Начиналось оно так: «Известных дел мастер Сергей Высоцкий…..» А дальше шли сплошные панегирики дяде Коле. Он, как «честный коллекционер», сохранил для будущего шедевры живописи, уникальные издания, редкие произведения скульпторов. И все – отдавая последние крохи хлеба, умирая от голода! Это, он то, у которого в шкафах стояли банки со сгущенкой, пакеты с крупами!
«Правде» пришлось отвечать. Мой коллега Владимир Николаев написал письмо, в котором указал, что «известных дел мастер…» пережил блокаду и вместе с матерью отдавал этому «коллекционеру» за пакет гречки, за несколько кусков сахара дорогие произведения искусства.
Ответа не последовало.
***
Весной 1942 года к нам в квартиру постучал худой до неузнаваемости, знакомый мальчик, мой соученик. Но глаза у него были веселые. И новость он принес хорошую. Наша школа собирала оставшихся в живых и не уехавших в эвакуацию детей, чтобы раз в день подкармливать их супом. Тоже соевым. Но главное было в том, что мы собирались вместе и с трудом узнавая друг друга, строили планы на будущее. Надо же! Строили планы на будущее! А люди, которые задумываются о будущем обретают волю к жизни.

----

_Задание 1_
Сократите абзац текста о блокаде, начинающийся словами «Весной 1942 года», и представьте его в виде списка с сохранением главных фактов.
_Задание 2_
Определите, соответствуют ли тексту о блокаде утверждения (а), (б) и (в). Для каждого дайте ответ «да» или «нет» и приведите точную цитату, на которой он основан.
(а) Письмо в «Правду» написал коллега Владимир Николаев.
(б) На это письмо пришел ответ.
(в) Школа кормила детей супом дважды в день.
_Задание 3_
Напишите продолжение текста о блокаде, начав сразу после его последнего предложения.
Приведенный далее материал с текстом о блокаде никак не связан.

_Выдержки из набора данных для указания_

----

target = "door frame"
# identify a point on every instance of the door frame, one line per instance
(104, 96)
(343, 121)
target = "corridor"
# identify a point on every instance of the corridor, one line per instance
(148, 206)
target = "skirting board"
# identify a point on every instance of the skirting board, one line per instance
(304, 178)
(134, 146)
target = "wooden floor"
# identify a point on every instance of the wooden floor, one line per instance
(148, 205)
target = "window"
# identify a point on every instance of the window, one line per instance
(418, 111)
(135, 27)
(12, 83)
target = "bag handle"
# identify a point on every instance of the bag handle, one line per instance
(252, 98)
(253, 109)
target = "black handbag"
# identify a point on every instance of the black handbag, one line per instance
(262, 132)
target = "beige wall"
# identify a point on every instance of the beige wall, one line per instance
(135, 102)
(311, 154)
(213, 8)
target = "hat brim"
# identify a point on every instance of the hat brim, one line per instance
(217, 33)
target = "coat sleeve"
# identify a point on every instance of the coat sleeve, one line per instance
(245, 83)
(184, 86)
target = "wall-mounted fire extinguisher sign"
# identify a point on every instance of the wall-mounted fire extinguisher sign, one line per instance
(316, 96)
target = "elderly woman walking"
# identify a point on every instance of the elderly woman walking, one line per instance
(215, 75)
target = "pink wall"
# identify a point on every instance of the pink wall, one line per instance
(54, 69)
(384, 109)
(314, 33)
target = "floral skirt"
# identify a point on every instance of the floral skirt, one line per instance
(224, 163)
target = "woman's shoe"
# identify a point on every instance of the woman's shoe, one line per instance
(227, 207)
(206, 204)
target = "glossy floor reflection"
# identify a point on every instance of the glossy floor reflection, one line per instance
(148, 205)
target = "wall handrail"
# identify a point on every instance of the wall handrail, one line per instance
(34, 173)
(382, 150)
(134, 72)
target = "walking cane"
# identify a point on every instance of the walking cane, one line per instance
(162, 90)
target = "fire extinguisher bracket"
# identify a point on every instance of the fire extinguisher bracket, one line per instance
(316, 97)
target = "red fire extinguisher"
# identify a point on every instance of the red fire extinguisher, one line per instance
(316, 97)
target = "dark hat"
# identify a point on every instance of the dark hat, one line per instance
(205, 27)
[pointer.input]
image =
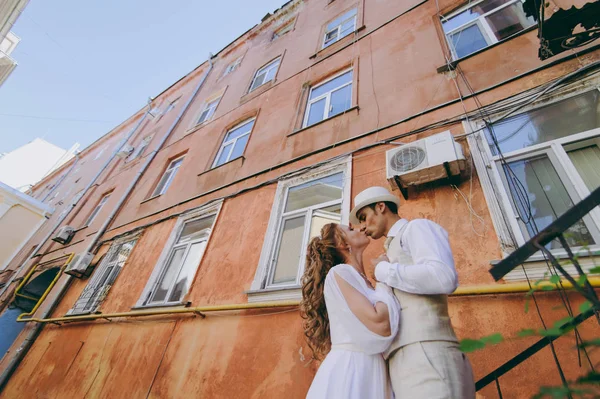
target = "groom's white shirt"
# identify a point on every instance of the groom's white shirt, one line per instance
(433, 270)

----

_Ответ 1_
- Весной 1942 года в квартиру постучал знакомый мальчик-соученик, исхудавший до неузнаваемости, но с веселыми глазами.
- Он сообщил, что школа собирает оставшихся в живых и не уехавших в эвакуацию детей, чтобы раз в день кормить их соевым супом.
- Главное: дети собирались вместе, с трудом узнавали друг друга и строили планы на будущее.
- Люди, которые задумываются о будущем, обретают волю к жизни.

_Ответ 2_
(а) Да: «Мой коллега Владимир Николаев написал письмо».
(б) Нет: «Ответа не последовало».
(в) Нет: «раз в день подкармливать их супом».

_Ответ 3_
Обеды проходили на 10 Линии, в полуподвальном этаже старинного здания. Напротив, на 11 Линии высился корпус Военно – морского училища.
Полуподвальный этаж однажды сослужил нам хорошую службу. Спас от смерти. Немцы целились в Училище и снаряд разорвался посреди улицы. Соевый суп был испорчен осколками снаряда и битым стеклом. Но мы остались живы. Плачущая учительница бегала по рядам и ощупывала наши головы, проверяя, не задело ли кого осколком.
Уже было три прибавки хлеба по карточкам, но погибнуть у нас было много возможностей.
Летом ко мне подошел один мой приятель и сказал, что они с матерью эвакуируются в Армению. Я никуда дальше Сиверской не ездил и возможность попасть на Кавказ, в Армению, представлялась мне большой удачей. А в географии я разбирался плрхо, не знал, что немцы рвались на Кавказ. Хотели отрезать страну от нефти.
Я стал уговаривать маму поехать в дальние края.
«Московский вокзал. Посадка 19 ч.
Р.С.Ф.С.Р.
Василеостровский
Районный совет
Депутатов трудящихся
г. Ленинград
исполнительный комитет
РАЙОННАЯ ЭВАКОКОМИССИЯ
7 июля 1942 г.
№ 2074
УДОСТОВЕРЕНИЕ
Предъявитель настоящего удостоверения
Гр. Высоцкая Прасковья Филипповна.
С членами семьи:
1.Лапина Зоя Дмитр.
2.Высоцкий Сергей Ал ров
Армянская
Эвакуированы из гор. Ленинграда
Подпись( нер.)»
Сбоку – посадочный талон на три человека. На обороте справки –штампики с разных станций о выдаче талонов на питание, обедов, горячей воды.
Покормили нас и на Московском вокзале. Как сейчас, помню, макоронами по-флотски. Но я их съесть не смог. И не мог ничего взять в рот неделю. Это меня и спасло. Нынче такое состояние называется энурией. Но мы этого не знали и мама уговаривала меня:
– Сереженька! Ну, съешь хоть ложечку супа!
Но это уже другая страница моей жизни.
Сергиев Посад – Москва.
Ноябрь – декабрь 2013.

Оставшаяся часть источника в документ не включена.